### [Direction A]
Can you copy out, word for word, the stretch of the film review below from "While a lot" through "within the church."?

While a lot of the press and advertisement has been (of course) focusing on the sexual side of “El Crimen del padre Amaro,” what is getting everyone so up in arms is the portrayal of the clergy as being less than divine. This is most timely, as the Catholic Church is now under the microscope for their questionable indiscretions. Father Amaro falls into this now-notorious story as he begins sleeping with, and eventually impregnating, his sixteen-year-old mistress. What becomes even more shocking than this, however, is his reaction to her pregnancy: he refuses to marry and give up his career and later he feigns ignorance of a death to keep himself safely within the church.

Along with director Carlos Carrera’s straight-forward storytelling, Gael Garcia Bernal is what really makes the movie work as well as it does. His innocence is apparent early on, and you can see him struggle with his new-found knowledge of corruption and lies that he finds everywhere. He at first reminds us of a man who comes from the country to see, for the first time, the skyline of New York City. Father Amaro has that same innocence about him, that same bewilderment and fragility. But his awakening is not to industrialization; it’s to the fact that the church is not only about faith; it’s also about politics. It’s already certain that this film will live a healthy life in Mexico, as it’s become their highest grossing film to date, but it will be interesting to see how it will play out in international markets. It’s definitely not just a film about religion and seduction, but rather an overwhelming scope of innocence lost to both politics and love.

### [Direction B]
Which lines of the listing below contain the string "forearm"? Gather each of them in full, treating case as significant.

### [Source data]
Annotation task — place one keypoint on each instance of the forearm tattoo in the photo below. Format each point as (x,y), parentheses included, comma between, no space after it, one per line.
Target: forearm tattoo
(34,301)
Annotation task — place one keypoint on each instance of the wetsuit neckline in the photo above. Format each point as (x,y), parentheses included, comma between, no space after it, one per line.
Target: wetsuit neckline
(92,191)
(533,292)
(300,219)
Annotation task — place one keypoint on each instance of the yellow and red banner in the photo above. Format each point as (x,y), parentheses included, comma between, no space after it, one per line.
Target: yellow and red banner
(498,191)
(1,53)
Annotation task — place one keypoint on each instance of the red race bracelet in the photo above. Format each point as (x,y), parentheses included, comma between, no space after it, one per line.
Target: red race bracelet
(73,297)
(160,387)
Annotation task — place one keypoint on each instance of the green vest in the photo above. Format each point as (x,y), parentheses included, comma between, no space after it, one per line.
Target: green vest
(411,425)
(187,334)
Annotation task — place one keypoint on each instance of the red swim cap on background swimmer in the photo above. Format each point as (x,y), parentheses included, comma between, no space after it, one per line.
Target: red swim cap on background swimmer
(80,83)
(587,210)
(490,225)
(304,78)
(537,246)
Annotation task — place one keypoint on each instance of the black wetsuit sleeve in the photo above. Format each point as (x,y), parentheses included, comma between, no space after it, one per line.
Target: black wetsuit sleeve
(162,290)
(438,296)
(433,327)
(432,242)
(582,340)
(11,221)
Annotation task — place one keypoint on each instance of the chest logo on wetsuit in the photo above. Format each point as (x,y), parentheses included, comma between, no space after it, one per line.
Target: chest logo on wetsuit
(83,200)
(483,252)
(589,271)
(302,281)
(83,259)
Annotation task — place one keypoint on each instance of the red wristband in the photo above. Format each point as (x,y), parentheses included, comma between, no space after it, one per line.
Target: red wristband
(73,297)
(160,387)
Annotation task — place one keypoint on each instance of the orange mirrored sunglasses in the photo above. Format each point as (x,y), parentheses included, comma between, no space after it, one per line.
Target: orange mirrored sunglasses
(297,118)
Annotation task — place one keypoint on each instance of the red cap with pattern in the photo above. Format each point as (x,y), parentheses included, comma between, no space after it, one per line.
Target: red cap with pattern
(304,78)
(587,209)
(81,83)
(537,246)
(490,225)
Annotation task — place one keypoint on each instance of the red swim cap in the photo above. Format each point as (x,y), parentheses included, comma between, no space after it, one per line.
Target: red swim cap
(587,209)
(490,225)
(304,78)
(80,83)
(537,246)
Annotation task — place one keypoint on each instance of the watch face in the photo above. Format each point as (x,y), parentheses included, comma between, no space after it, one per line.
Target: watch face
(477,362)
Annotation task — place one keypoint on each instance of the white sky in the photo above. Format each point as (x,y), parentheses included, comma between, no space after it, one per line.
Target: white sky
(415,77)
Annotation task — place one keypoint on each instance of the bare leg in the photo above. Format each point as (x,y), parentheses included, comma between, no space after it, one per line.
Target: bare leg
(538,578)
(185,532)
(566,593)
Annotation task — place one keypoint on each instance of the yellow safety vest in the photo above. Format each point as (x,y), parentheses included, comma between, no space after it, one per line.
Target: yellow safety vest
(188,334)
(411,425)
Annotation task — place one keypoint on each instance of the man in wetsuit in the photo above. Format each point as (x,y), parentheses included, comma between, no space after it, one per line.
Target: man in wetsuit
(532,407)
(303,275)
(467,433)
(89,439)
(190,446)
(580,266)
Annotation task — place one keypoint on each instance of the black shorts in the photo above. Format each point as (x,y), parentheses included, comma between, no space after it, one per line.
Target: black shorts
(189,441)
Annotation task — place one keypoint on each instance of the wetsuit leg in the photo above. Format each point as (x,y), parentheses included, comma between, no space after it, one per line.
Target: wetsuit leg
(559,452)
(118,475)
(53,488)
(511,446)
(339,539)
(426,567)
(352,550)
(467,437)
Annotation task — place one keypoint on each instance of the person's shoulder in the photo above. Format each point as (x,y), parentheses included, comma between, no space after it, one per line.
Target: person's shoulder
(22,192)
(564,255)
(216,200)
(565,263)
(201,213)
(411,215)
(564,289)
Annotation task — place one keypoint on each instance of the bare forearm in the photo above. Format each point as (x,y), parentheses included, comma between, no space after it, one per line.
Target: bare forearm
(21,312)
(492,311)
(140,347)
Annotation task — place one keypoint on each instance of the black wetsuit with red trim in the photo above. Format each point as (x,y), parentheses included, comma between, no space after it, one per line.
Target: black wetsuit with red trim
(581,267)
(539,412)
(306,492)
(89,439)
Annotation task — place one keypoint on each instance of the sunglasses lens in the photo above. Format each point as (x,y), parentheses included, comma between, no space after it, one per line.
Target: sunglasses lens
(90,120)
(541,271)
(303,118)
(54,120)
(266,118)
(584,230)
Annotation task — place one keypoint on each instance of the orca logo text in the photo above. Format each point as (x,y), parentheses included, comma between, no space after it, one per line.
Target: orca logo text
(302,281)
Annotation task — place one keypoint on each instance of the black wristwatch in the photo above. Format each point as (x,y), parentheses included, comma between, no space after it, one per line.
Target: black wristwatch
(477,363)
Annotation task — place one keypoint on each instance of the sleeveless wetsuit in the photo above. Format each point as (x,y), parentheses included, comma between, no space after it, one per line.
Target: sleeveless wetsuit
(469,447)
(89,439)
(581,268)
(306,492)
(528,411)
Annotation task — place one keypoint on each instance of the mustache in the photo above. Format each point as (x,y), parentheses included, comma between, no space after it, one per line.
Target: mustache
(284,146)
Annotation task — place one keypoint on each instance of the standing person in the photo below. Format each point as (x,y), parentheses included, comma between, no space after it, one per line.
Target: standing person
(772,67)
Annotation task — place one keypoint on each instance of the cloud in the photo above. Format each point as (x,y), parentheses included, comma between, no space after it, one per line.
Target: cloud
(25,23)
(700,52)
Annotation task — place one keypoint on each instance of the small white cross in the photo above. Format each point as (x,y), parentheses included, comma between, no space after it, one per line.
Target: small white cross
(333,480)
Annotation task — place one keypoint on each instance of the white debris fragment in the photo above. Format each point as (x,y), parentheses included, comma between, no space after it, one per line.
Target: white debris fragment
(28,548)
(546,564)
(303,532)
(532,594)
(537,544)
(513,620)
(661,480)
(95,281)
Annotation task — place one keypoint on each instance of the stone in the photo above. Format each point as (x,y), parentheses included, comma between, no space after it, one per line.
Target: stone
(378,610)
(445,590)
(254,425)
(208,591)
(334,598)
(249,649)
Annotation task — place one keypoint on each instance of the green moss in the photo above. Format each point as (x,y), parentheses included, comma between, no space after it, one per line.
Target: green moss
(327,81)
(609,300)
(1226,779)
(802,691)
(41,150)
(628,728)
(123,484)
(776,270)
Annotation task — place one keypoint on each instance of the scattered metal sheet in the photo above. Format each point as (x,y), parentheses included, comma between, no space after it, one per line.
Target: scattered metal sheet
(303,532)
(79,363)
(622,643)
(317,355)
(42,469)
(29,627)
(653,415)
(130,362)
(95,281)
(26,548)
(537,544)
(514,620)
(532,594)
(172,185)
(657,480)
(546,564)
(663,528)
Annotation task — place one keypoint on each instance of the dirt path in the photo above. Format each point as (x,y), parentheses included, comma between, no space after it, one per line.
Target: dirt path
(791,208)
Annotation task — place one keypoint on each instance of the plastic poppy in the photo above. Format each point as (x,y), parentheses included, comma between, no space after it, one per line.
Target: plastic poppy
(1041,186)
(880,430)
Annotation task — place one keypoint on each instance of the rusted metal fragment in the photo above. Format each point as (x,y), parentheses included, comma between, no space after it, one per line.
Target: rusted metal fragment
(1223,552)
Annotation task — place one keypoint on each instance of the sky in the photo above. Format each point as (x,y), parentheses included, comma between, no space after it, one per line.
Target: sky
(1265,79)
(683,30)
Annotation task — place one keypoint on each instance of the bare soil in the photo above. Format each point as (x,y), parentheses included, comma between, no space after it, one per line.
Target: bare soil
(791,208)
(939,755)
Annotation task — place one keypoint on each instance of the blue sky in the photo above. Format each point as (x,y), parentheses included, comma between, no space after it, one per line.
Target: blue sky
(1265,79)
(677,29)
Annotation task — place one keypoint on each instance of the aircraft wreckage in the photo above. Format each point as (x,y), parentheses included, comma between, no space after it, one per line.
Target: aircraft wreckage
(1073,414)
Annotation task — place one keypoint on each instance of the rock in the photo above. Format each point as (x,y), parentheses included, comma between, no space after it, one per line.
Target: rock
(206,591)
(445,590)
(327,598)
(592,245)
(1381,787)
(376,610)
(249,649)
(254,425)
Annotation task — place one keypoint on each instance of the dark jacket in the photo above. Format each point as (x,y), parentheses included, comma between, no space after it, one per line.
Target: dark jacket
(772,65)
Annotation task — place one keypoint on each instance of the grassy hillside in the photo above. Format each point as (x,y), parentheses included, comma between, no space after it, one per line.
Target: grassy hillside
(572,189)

### [Full solution A]
While a lot of the press and advertisement has been (of course) focusing on the sexual side of “El Crimen del padre Amaro,” what is getting everyone so up in arms is the portrayal of the clergy as being less than divine. This is most timely, as the Catholic Church is now under the microscope for their questionable indiscretions. Father Amaro falls into this now-notorious story as he begins sleeping with, and eventually impregnating, his sixteen-year-old mistress. What becomes even more shocking than this, however, is his reaction to her pregnancy: he refuses to marry and give up his career and later he feigns ignorance of a death to keep himself safely within the church.

### [Full solution B]
Annotation task — place one keypoint on each instance of the forearm tattoo in the photo below. Format each point as (x,y), parentheses included, comma between, no space after it, one per line.
Target: forearm tattoo
Annotation task — place one keypoint on each instance of the bare forearm in the photo above. Format each point as (x,y), parentheses included, comma between, no space after it, one per line.
Target: bare forearm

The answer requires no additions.